## Supplied information
◆ ◆ ◆ ◆ ◆

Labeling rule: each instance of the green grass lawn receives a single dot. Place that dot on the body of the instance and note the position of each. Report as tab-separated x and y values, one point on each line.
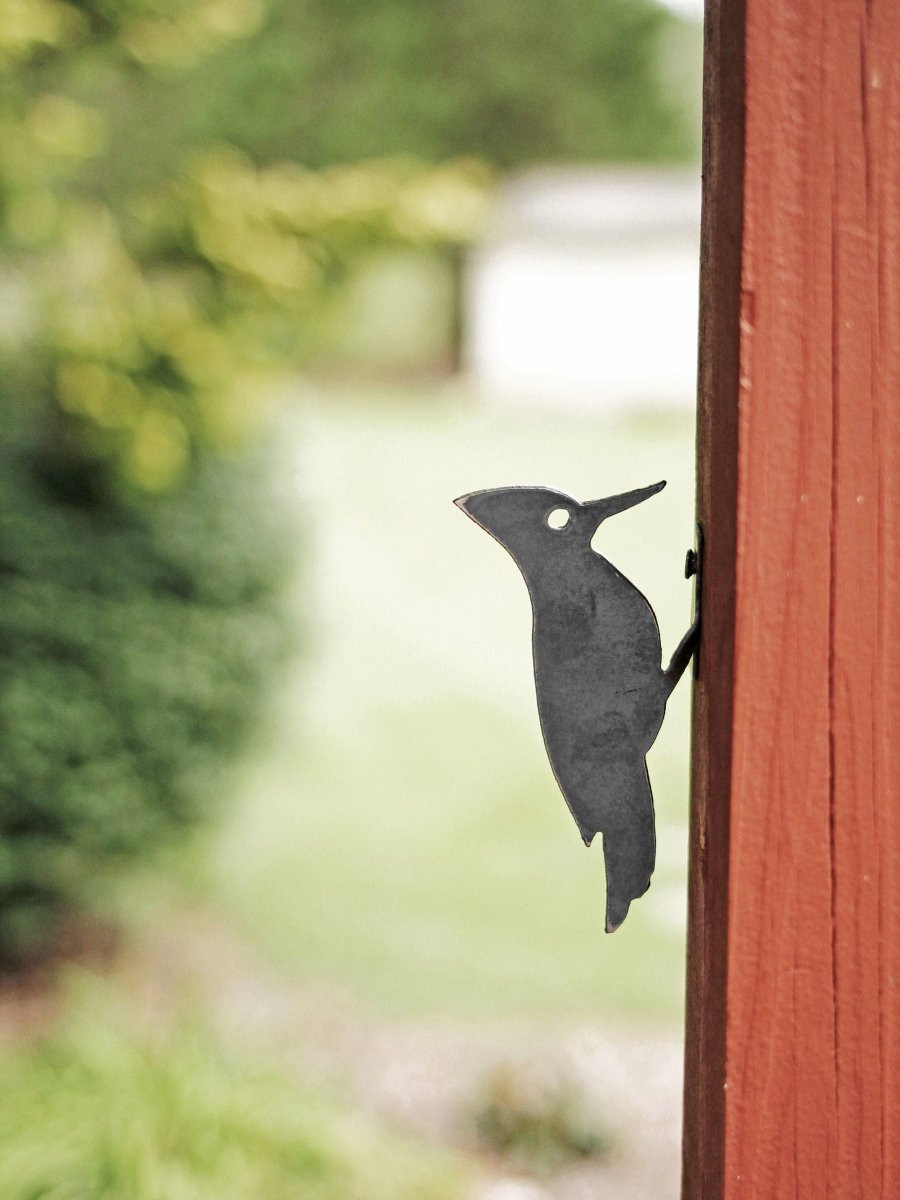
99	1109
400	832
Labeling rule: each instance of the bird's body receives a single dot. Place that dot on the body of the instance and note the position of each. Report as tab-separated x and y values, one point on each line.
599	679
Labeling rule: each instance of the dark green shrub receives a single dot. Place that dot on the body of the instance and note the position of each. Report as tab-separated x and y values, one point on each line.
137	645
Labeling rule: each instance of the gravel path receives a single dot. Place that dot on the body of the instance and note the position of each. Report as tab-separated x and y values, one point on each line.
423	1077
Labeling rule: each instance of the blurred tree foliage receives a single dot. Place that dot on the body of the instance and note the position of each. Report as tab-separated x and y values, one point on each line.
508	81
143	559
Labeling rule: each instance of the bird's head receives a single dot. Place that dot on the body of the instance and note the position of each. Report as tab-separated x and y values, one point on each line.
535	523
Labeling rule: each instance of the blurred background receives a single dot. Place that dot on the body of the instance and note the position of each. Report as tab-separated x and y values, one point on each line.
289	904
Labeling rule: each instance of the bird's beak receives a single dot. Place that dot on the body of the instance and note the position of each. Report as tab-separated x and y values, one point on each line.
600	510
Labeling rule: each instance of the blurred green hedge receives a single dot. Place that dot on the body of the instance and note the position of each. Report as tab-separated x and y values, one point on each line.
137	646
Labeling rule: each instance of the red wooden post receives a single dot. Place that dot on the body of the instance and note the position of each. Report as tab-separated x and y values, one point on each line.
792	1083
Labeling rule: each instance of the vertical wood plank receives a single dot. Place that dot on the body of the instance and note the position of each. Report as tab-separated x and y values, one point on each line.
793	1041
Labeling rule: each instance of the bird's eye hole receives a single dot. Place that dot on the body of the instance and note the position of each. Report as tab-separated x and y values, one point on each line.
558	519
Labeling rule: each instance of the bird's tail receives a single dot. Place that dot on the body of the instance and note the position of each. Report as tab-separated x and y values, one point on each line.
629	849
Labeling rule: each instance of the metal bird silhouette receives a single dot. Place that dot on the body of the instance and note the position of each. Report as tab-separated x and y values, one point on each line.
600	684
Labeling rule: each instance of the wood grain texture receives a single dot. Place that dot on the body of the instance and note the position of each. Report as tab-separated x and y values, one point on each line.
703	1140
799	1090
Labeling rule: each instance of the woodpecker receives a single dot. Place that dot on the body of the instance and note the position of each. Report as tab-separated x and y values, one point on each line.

◆ ◆ ◆ ◆ ◆

## Written exercise
Quote the records in their entirety, keeping the wording exact and excluding pictures.

## The reply
Labeling rule: each instance of the green grass lawn receives a single dot. Place that dot on the body of the instance and note the position of each. Report as tab-separated x and y values, one point on each line.
99	1109
400	832
Labeling rule: each instance of the bird's body receives a single dot. Place that dot on the body of the instance and note the position of each. Report as tab-separated x and y values, one point on each line.
599	679
Labeling rule: each instance of the dark green shrub receives a single dot. Place that dot on the body of the instance and note the position of each. Report as tab-separated x and y values, one point on each line.
137	645
Labeling rule: each instance of the gravel path receives a single dot. Place that dot on the body of the instance and note the position of each. Report as tab-separated x and y values, one point on each line.
423	1077
Labeling rule: each instance of the blurred tree foliage receives a single dot. Place that dot on the body of the instance and note the position of each. Report as tab-separated x and y values, one point on each line.
508	81
143	559
Labeling rule: each instance of the bird's head receives a single dot. Place that dot on the body of the instance and note the position of each. Report as tab-separated x and y values, one point on each line.
535	523
Labeling rule: each instance of the blurred background receives a single dot. Place that dot on the body of the instance and note the position of each. Report as tab-separated x and y values, one point on each line.
289	904
Labeling rule: each instance of the bird's beak receives a single dot. Place that dot on the body of the instance and note the position of each. Report as tab-separated x and y values, one point on each line.
600	510
Labeling rule: each instance of the blurred green hedge receives a single dot. Place that dot on the body of the instance and note the position of each. Report as tab-separated x and y values, one point on each line.
137	646
Labeling rule: each instance of the red wooden post receives a single dot. Place that dot on the body of the instance and note the position of each. Report as tab-separated x and y values, one point on each line.
792	1083
Labeling rule: each instance of the vertical wood plank receives a single dot. Place that dot on the body of the instance and note the position of each. Report as tab-separated x and y values, one point on each line.
793	1041
Labeling rule: each instance of the bird's eye hole receives a single dot. Place that dot on the body of the instance and note the position of each. Report as tab-separated x and y values, one point on each line.
558	519
Labeling rule: each instance of the bird's tail receives a single dot. Place that dot on the body of the instance and note the position of each. Report as tab-separated x and y values, one point on each line.
629	849
Labeling rule: each instance of the metal bird silhouette receives a single dot. Place that dot on the body of the instance and note the position of each. Report as tab-separated x and y values, one point on each line.
600	684
Labeling rule: each instance of the wood grain texture receives a single dot. Place that dot on the body of the instance and note the position of each. Report as tab-separated x and y values, one point on each line.
703	1140
799	1090
Labeling rule: each instance of the woodpecker receives a single dot. Place that dot on the body of the instance and note the position of each. Report as tab-separated x and y values, one point on each line.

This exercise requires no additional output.